:: Extracted material ::

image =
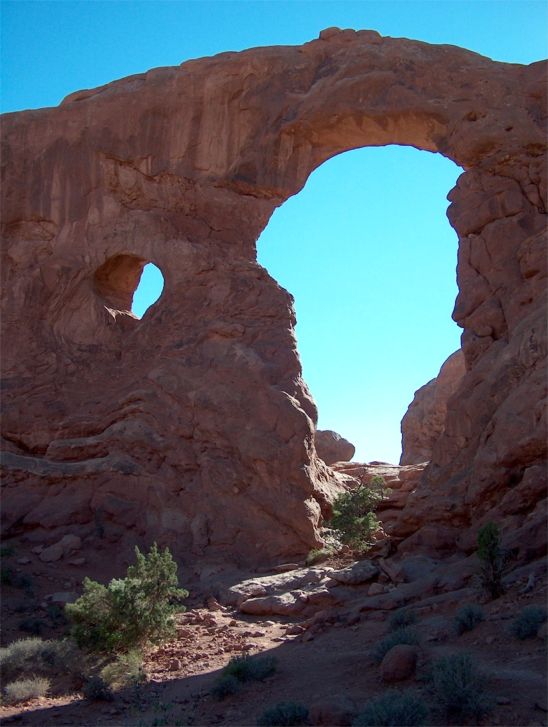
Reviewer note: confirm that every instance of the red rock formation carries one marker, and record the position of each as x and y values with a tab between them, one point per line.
193	425
331	447
424	421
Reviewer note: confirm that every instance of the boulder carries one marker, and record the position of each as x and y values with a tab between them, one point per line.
331	447
399	663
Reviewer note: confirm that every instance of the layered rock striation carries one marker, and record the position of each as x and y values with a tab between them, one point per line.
424	421
193	425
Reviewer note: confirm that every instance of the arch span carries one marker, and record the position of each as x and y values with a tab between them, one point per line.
194	425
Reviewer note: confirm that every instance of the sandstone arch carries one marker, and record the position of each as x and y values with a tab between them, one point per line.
194	425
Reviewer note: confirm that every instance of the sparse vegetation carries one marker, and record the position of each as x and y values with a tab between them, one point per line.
24	689
132	611
402	617
492	560
284	713
468	617
402	635
251	668
28	656
459	688
393	709
354	514
96	689
527	623
241	669
125	671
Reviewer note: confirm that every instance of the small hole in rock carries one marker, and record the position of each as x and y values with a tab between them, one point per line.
149	289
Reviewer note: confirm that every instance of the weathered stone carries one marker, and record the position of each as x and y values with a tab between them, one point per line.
399	663
424	421
355	574
331	447
184	166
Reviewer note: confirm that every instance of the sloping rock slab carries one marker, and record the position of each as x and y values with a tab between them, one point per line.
355	574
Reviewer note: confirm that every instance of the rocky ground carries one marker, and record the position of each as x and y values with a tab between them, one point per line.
321	623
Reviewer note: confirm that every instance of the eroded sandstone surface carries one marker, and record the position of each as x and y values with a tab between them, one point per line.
193	426
424	420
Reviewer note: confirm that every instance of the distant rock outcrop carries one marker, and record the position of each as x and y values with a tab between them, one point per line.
193	426
424	421
331	447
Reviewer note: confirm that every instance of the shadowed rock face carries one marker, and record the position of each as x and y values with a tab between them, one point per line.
193	425
424	421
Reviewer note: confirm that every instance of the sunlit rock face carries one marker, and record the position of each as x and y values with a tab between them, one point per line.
424	421
193	425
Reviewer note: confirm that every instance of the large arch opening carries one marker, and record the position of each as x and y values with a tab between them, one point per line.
368	253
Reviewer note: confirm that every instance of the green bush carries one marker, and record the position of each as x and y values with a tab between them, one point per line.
28	656
354	516
468	617
527	623
125	671
284	713
492	559
24	689
132	611
459	687
97	690
402	617
251	668
398	636
393	709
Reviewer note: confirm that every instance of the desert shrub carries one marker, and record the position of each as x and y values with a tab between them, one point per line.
23	689
96	689
318	555
398	636
459	687
125	671
251	668
493	560
527	623
33	626
226	685
468	617
242	669
132	611
354	514
402	617
393	709
28	656
284	713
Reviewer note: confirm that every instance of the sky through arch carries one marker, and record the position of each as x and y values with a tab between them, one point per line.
368	253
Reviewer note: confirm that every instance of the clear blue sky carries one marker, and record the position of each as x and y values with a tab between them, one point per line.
365	248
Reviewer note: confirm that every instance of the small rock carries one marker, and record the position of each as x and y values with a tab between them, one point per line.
294	629
70	542
399	663
77	561
503	700
334	711
52	554
213	604
375	589
356	574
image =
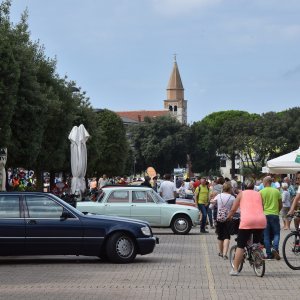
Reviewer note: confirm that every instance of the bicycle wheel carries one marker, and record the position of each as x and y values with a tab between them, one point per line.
291	250
231	258
258	262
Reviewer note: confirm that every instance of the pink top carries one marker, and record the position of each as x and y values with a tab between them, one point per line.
252	213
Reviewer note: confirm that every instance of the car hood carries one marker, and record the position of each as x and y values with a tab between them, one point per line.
181	206
119	219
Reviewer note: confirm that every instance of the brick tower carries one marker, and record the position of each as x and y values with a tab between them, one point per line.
175	102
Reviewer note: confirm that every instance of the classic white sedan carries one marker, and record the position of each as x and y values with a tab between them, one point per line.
142	203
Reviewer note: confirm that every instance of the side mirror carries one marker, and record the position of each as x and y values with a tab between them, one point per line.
65	215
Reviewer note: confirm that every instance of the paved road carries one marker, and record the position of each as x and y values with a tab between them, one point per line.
181	267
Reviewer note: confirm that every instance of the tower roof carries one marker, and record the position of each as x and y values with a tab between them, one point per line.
175	80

:::

Work order: Would you reproduce the listing above exactly, without any of its images?

Answer:
image =
Reviewer note: confirm that every instance of the red rock formation carries one marker, and record the position of each as x and y values with a tab between them, one point per line.
193	425
331	447
424	421
Reviewer note: confirm that every instance of the boulder carries one marker, and record the position of each as x and y values with a tab between them, one point per line.
331	447
399	663
Reviewer note: confirm that every instance of the layered rock striation carries one marker, and record the position of each as x and y values with a tab between them, one point per line.
424	421
193	425
Reviewer note: confirm that every instance of the arch span carries one marker, and record the position of each as x and y values with a tab between them, one point per line.
194	425
Reviewer note: confirm that every instance of the sandstone arch carries one marker, and record the position of each as x and y values with a tab between them, one point per line.
194	425
Reviewer note: confirm that every instance of the sparse vegetation carries one marker, and record the position of each as x and y values with a tab between them, one point per line.
24	689
132	611
402	617
492	560
284	713
468	617
402	635
251	668
28	656
459	688
393	709
354	514
96	689
527	623
241	669
125	671
Reviewer note: confirm that every instance of the small hole in rock carries one marker, and record the position of each as x and y values with a tab between them, one point per line.
149	289
Reviewer note: confirm that every instance of the weathered stone carries one marker, and record the position of each as x and y values with a tab between them, one point per line.
399	663
424	421
355	574
331	447
184	166
Reviewer note: confirm that every instance of the sloping rock slab carries one marker, and record the position of each as x and y values with a tab between them, one point per line.
355	574
Reviewer note: confirm that every instance of the rocky ground carries one marker, and record the position of each as x and y values with a tab between them, one point per line.
321	623
Reviewer note: confirm that every instance of the eroded sandstone surface carries one marker, and record the position of each as x and y values with a tab between them, one point per line.
193	426
424	420
Reviewer note: confirm that every instance of the distant rock outcrop carries one marker, and record the position of each as x and y values with a tab between them, one point per line.
193	426
424	421
331	447
Reviewer note: confirm that every instance of the shadowed rock face carries one marker, and record the position of each as x and y values with a tab between them, one point per line.
193	425
424	421
Reviewer note: confirm that every instance of the sunlit rock face carries one marker, and record the position of each as x and y values with a tab between them, one point per line.
424	421
193	425
Reviewer note: confirm that every instance of the large arch opening carries one marker, and record the position of each as x and y values with a tab between them, one point per line.
368	253
Reviewer note: confirm that every instance of the green bush carries one marker, and record the position of each as x and y values with a tab between them, one point per line.
28	656
354	516
468	617
527	623
125	671
284	713
492	559
24	689
132	611
459	687
97	690
402	617
251	668
398	636
393	709
Reviewer note: confirm that every instance of the desert shrub carries one marker, and record the position of each as x and y values with a tab between them, one point per line.
23	689
96	689
318	555
398	636
459	687
125	671
251	668
493	560
527	623
33	626
226	685
468	617
242	669
132	611
354	514
402	617
393	709
28	656
284	713
Reviewer note: confirm that every instance of the sky through arch carries one marker, and record the position of each as x and y values with a tab between them, one point per line.
368	253
Reviewer note: confirm that every instance of the clear blue sky carries one marker, and record the position of each as x and y values with a tab between them, one point per line.
365	248
Reviewer note: confirm that every instance of the small rock carries one marker, and record the position of each as x and y values with a tab between them, one point per line.
294	629
70	542
399	663
77	561
503	700
334	711
52	554
213	604
375	589
356	574
image =
Reviewer note: confirm that every instance of the bicycle wheel carries one marker, and record the position of each as x and y values with a tab between them, one point per line.
291	250
231	258
258	262
Reviewer note: confirm that every instance of the pink top carries one marker, and record the position of each as x and y values with a tab between them, one point per line.
252	213
Reviewer note: confirm that every instance of the car hood carries one marker, and record the position of each as x and y values with a tab between them, one point per line.
181	206
119	219
Reviewer note: confirm that every instance of the brick tower carries one marker, and record the position of each as x and y values with a tab between them, one point per line.
175	102
Reviewer note: confirm that every instance of the classic white sedan carries one marker, and record the position of each as x and y values with a tab between them, one point per line.
142	203
Reviewer note: confirm that every instance of the side mirror carries one marker, and record the position of each as x and y values with a tab between them, one point per line.
65	215
Reviewer note: confirm that every instance of the paved road carries one marker, and record the position of each as x and y values with a tab between them, one point per line.
181	267
Reviewer note: confirm that every instance of the tower roof carries one marker, and record the position of each as x and y values with a tab between them, one point per line.
175	80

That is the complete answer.